Source data:

━━━━━━

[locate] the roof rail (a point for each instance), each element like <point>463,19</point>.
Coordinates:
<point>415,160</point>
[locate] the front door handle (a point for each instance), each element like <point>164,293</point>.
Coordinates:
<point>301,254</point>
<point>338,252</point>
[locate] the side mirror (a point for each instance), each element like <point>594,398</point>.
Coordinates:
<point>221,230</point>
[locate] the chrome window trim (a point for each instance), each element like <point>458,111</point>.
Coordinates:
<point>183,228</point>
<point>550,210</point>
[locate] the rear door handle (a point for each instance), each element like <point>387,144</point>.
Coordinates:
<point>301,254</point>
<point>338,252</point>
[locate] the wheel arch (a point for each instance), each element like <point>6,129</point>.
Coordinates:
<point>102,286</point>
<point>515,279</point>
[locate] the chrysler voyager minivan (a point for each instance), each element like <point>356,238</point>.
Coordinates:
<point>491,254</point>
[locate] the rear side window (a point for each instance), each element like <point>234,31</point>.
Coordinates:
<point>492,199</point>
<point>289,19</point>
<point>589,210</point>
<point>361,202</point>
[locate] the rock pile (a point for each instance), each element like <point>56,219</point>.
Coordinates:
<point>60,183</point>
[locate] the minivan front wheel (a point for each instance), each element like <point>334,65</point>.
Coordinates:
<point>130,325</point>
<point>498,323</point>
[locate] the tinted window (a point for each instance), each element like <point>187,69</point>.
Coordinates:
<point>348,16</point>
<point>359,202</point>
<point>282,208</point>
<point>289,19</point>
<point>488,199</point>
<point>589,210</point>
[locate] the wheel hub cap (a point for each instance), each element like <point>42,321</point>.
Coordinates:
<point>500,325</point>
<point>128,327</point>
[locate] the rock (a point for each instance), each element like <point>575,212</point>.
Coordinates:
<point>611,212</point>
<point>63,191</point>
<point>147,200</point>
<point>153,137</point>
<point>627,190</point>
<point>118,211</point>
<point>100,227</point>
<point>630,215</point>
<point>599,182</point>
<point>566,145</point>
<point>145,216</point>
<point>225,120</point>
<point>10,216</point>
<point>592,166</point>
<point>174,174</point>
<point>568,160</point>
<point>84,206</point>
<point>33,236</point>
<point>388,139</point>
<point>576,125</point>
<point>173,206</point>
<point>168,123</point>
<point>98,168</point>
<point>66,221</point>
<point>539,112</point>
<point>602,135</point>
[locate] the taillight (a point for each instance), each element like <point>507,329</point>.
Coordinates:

━━━━━━

PROBLEM STATEMENT: Only a number is required here: the count of lines in these entries that hold "side".

TASK SOLUTION: 2